Bounding-box records:
· · · ·
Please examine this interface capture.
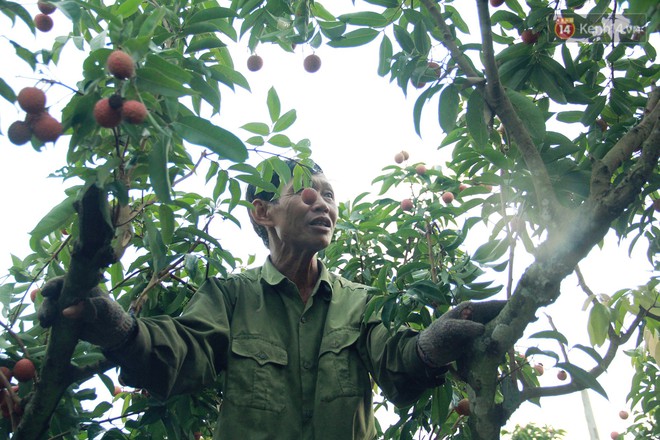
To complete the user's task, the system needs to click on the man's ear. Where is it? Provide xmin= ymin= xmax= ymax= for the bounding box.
xmin=250 ymin=199 xmax=272 ymax=226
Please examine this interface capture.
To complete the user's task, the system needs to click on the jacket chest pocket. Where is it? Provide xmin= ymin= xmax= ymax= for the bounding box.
xmin=319 ymin=328 xmax=370 ymax=402
xmin=225 ymin=336 xmax=289 ymax=412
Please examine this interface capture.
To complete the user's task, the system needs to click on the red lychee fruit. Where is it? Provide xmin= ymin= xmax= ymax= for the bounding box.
xmin=32 ymin=113 xmax=63 ymax=142
xmin=300 ymin=188 xmax=318 ymax=206
xmin=106 ymin=50 xmax=135 ymax=79
xmin=94 ymin=98 xmax=121 ymax=128
xmin=401 ymin=199 xmax=413 ymax=211
xmin=454 ymin=398 xmax=470 ymax=416
xmin=7 ymin=121 xmax=32 ymax=145
xmin=121 ymin=100 xmax=147 ymax=124
xmin=16 ymin=87 xmax=46 ymax=115
xmin=0 ymin=367 xmax=12 ymax=388
xmin=34 ymin=14 xmax=53 ymax=32
xmin=520 ymin=29 xmax=539 ymax=44
xmin=247 ymin=55 xmax=264 ymax=72
xmin=303 ymin=54 xmax=321 ymax=73
xmin=37 ymin=2 xmax=57 ymax=15
xmin=12 ymin=358 xmax=37 ymax=382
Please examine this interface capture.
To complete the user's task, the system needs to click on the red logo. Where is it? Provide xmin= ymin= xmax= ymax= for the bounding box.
xmin=555 ymin=17 xmax=575 ymax=40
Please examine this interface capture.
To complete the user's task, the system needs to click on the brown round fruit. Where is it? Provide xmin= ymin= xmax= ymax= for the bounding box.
xmin=303 ymin=54 xmax=321 ymax=73
xmin=300 ymin=188 xmax=318 ymax=206
xmin=34 ymin=14 xmax=53 ymax=32
xmin=37 ymin=2 xmax=57 ymax=15
xmin=12 ymin=359 xmax=37 ymax=382
xmin=520 ymin=29 xmax=539 ymax=44
xmin=106 ymin=50 xmax=135 ymax=79
xmin=454 ymin=398 xmax=470 ymax=416
xmin=94 ymin=98 xmax=121 ymax=128
xmin=247 ymin=55 xmax=264 ymax=72
xmin=7 ymin=121 xmax=32 ymax=145
xmin=0 ymin=366 xmax=12 ymax=388
xmin=32 ymin=113 xmax=63 ymax=142
xmin=121 ymin=101 xmax=147 ymax=124
xmin=16 ymin=87 xmax=46 ymax=115
xmin=401 ymin=199 xmax=413 ymax=211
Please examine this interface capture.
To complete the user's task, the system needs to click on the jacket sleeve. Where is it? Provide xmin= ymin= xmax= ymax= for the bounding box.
xmin=105 ymin=279 xmax=232 ymax=399
xmin=359 ymin=322 xmax=447 ymax=406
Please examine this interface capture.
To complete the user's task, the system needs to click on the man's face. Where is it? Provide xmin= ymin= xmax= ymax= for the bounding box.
xmin=269 ymin=174 xmax=337 ymax=252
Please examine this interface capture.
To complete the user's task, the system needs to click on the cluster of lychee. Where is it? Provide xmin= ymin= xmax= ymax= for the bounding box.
xmin=0 ymin=358 xmax=37 ymax=421
xmin=94 ymin=50 xmax=148 ymax=128
xmin=34 ymin=1 xmax=57 ymax=32
xmin=7 ymin=87 xmax=62 ymax=145
xmin=247 ymin=54 xmax=321 ymax=73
· · · ·
Arrange the records above as a two-column CSV with the columns input and output, one row per record. Put each record's text in input and its answer in output, each as a single quoted field with line breaks replaced by spaces, and omit the pictures.

input,output
"Please examine this interface capture. To complete the user's task, the system needs to click on the man's ear. Where is it? Provide xmin= ymin= xmax= ymax= for the bounding box.","xmin=250 ymin=199 xmax=272 ymax=226"
"Please examine this interface capture. To complete the user's task, the system needs to click on the jacket chest pocket. Where is it? Provide xmin= ymin= xmax= ymax= for the bounding box.","xmin=319 ymin=328 xmax=370 ymax=402 xmin=225 ymin=336 xmax=289 ymax=412"
"Please examine this interface capture. To complete the user's task, the system needs to click on the red lychee fruit. Where is it? Provide xmin= ymin= xmax= ymax= for the bounding box.","xmin=32 ymin=113 xmax=63 ymax=142 xmin=300 ymin=188 xmax=318 ymax=206 xmin=106 ymin=50 xmax=135 ymax=79 xmin=94 ymin=98 xmax=121 ymax=128 xmin=401 ymin=199 xmax=413 ymax=211 xmin=454 ymin=398 xmax=470 ymax=416 xmin=7 ymin=121 xmax=32 ymax=145 xmin=121 ymin=100 xmax=147 ymax=124 xmin=16 ymin=87 xmax=46 ymax=115 xmin=0 ymin=367 xmax=12 ymax=388 xmin=34 ymin=14 xmax=53 ymax=32 xmin=520 ymin=29 xmax=539 ymax=44 xmin=247 ymin=55 xmax=264 ymax=72 xmin=303 ymin=54 xmax=321 ymax=73 xmin=37 ymin=2 xmax=57 ymax=15 xmin=12 ymin=358 xmax=37 ymax=382"
"Please examine this interface capture. To complete the user's task, the system needs to click on the red logo. Where is it? Provide xmin= ymin= xmax= ymax= for the bounding box.","xmin=555 ymin=17 xmax=575 ymax=40"
"Please examine this interface capture. To complete the user's task, the system needs to click on the brown round fruit. Where is it? Provide xmin= ymin= xmax= ymax= for the bounding box.","xmin=303 ymin=54 xmax=321 ymax=73 xmin=300 ymin=188 xmax=318 ymax=206 xmin=34 ymin=14 xmax=53 ymax=32 xmin=37 ymin=2 xmax=57 ymax=15 xmin=12 ymin=359 xmax=37 ymax=382 xmin=520 ymin=29 xmax=539 ymax=44 xmin=106 ymin=50 xmax=135 ymax=79 xmin=454 ymin=398 xmax=470 ymax=416 xmin=94 ymin=98 xmax=121 ymax=128 xmin=247 ymin=55 xmax=264 ymax=72 xmin=7 ymin=121 xmax=32 ymax=145 xmin=0 ymin=366 xmax=12 ymax=388 xmin=32 ymin=113 xmax=63 ymax=142 xmin=121 ymin=101 xmax=147 ymax=124 xmin=16 ymin=87 xmax=46 ymax=115 xmin=401 ymin=199 xmax=413 ymax=211"
"Please examine this interface capture. To complete the user's task, the system needs to click on the jacket sleeve. Where is it? Provide xmin= ymin= xmax= ymax= for the bounding box.","xmin=105 ymin=279 xmax=232 ymax=399 xmin=359 ymin=322 xmax=447 ymax=406"
"Please examine this interface capture. To complete the user's task, the system needs to click on the man's face. Where is it? Provide xmin= ymin= xmax= ymax= for the bounding box.","xmin=269 ymin=174 xmax=337 ymax=252"
"Please examine this interface capture. To complete the user's task, the system needs to click on the cluster of lychee. Where is it? Provide xmin= ymin= xmax= ymax= for the bounding box.","xmin=0 ymin=358 xmax=37 ymax=421 xmin=94 ymin=50 xmax=148 ymax=128 xmin=34 ymin=1 xmax=57 ymax=32 xmin=7 ymin=87 xmax=62 ymax=145 xmin=247 ymin=54 xmax=321 ymax=73"